LESETEXT:
* * * * * * *

Syllaba: Ein vielfältiges und hochwertiges Programm in einer familiären, unkomplizierten Atmosphäre für alle Generationen und sozialen Schichten – das wollen wir auch in Zukunft bieten. Wenn die Menschen weiterhin so zahlreich unser Angebot nutzen, dann gelingt es automatisch, unsere treuen Partner aus der Wirtschaft und die Fördergeber zu überzeugen, dass sich Investitionen in die Kultur lohnen. Es geht um viel mehr als Zahlen. Aber trotzdem sei es erwähnt: Eine Kinostudie für Niederösterreich kommt zum Ergebnis, dass mit jedem Kinoticket weit mehr als 15 Euro außerhalb des Kinos ausgegeben werden. Und wir haben über 75.000 Besucherinnen und Besucher pro Jahr.

Was muss man in ein zeitgemäßes Kino investieren?

Wagner: Viele Jahrzehnte ist in unserem Kino ein 35-mm-Projektor gelaufen. Man konnte Probleme noch mit einem Schraubenzieher beheben. Heute muss man in kurzen Abständen enorme Investitionen tätigen, um am Stand der digitalen Technik zu bleiben. Dazu kommen noch Lüftungsanlagen, Kinositze, Veranstaltungstechnik. Die Qualität in allen Bereichen hochzuhalten ist unerlässlich.

Wird es wieder Kino am Dom geben oder bleibt Open Air eine Geschichte für den Rathausplatz St. Pölten?

Syllaba: Es hat immer beides gegeben. An vier Tagen Film am Dom als ausgelassenes Filmfest bei freiem Eintritt. Und das Open Air Kino am Rathausplatz im Sommer mit 60 Tagen Programm und einer Mischung aus aktuellen Kinofilmen und Live-Veranstaltungen. Es ist ein vierter Kinosaal unter dem Sternenhimmel, der essenziell für das Cinema Paradiso und die Belebung der Innenstadt ist und der nur durch die Infrastruktur des Kinostandortes funktioniert. So kommen Menschen auch im Hochsommer nach St. Pölten. Wir hoffen, dass Film am Dom nach der Neugestaltung des Platzes zurückkehrt und es dann wieder beides gibt. 2024 ist St. Pölten Kulturhauptstadt. Das wäre ein schöner Anlass.

* * * * * * *

VORLIEGENDE EINTRÄGE:
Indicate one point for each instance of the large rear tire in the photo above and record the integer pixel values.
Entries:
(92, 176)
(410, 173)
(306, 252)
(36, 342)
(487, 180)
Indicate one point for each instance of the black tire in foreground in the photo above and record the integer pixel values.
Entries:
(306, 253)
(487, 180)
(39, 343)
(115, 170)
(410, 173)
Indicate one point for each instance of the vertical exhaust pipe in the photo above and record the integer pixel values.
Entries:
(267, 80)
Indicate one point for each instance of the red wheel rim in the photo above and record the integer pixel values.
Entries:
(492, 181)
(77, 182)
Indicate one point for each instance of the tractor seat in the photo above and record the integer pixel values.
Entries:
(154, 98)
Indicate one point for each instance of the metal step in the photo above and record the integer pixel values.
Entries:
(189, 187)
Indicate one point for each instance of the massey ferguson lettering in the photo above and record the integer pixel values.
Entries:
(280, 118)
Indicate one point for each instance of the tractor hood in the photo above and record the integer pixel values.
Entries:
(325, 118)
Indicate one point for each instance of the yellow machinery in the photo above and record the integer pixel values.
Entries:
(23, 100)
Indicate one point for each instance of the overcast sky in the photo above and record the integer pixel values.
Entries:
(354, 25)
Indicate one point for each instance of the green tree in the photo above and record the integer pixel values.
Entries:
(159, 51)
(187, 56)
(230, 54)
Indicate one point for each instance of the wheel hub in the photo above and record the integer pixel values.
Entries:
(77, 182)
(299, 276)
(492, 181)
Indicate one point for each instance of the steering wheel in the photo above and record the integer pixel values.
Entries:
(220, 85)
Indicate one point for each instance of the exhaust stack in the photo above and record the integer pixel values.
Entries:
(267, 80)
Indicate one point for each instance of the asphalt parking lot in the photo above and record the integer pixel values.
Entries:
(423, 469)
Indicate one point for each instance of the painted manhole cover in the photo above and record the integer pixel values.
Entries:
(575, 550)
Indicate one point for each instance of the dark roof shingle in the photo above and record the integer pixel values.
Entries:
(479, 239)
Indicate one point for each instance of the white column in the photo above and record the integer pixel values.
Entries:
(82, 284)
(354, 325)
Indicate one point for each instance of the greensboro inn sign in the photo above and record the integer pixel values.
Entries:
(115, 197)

* * * * * * *

DEINE AUFGABE: Schreib das Interview über das Kino in St. Pölten nach seinem letzten Satz weiter. Die Einträge brauchst du hier nicht.

LÖSUNG:
Wie wird sich St. Pölten rund um das Cinema weiterentwickeln?

Wagner: St. Pölten profitiert enorm von der schnellen Bahnanbindung nach Wien. Mit Blick auf die rege Bautätigkeit hoffen wir, dass St. Pölten gesund und ökologisch verträglich wächst und eine lebenswerte Stadt bleibt. Für enorm wichtig halten wir die Anbindung der Stadt an das Umland. Die Innenstadt braucht die Menschen aus einem weiteren Einzugsgebiet.

Seit neun Jahren sind Sie auch in Baden mit dem Cinema Paradiso. Wie läuft es dort?

Syllaba: Cinema Paradiso Baden ist ein absoluter Glücksfall. Für die Stadt, die Region und für uns! Eine besondere Erfolgsstory. Dem alten Kinostandort in der Beethovengasse drohte der Verfall. Das Haus war fast 100 Jahre lang ein Kino, dann wurde zugesperrt. Das war auch ein Schlag für die Innenstadt. Viele Menschen wollten ihr Kino weiter haben. Die Badener Politik wurde gemeinsam mit dem Landeshauptmann aktiv. So wurden wir gefragt, ob wir mit unserer erfolgreichen Mischung aus Kino und Live-Veranstaltungen auch in Baden ein Cinema Paradiso etablieren wollen. Wir haben uns sofort in das Haus verliebt, das Kinogeschichte atmet, mit großem Kronleuchter im Foyer und Theateratmosphäre in den Kinosälen. Generationen von Badenern und Badenerinnen haben hier Kinogehen gelernt! Ende 2013 erstrahlte das Haus mit unseren Investitionen in neuem Glanz. Und die Badenerinnen und Badener haben ihr Cinema Paradiso vom ersten Tag an gestürmt. Wir hören seither immer wieder: „Danke, endlich müssen wir nicht mehr nach Wien fahren!“ Unser Konzept „Mehr als Kino“ läuft also in Baden ebenso hervorragend wie in St. Pölten. Wir freuen uns schon auf die Zehnjahresfeier 2023!

Welche Zukunftspläne haben Sie für das Cinema Paradiso?

Kopetzky: Es ist in den 20 Jahren ungemein viel passiert, mit dem wir nie gerechnet hätten. Vor zwölf Jahren haben wir den Saal 3 und Club 3 eröffnet, vor neun Jahren unser Cinema Paradiso Baden, das genauso großartig angenommen wird. Wir lassen uns überraschen!

Was wünschen Sie sich für die nächsten 20 Jahre Cinema Paradiso?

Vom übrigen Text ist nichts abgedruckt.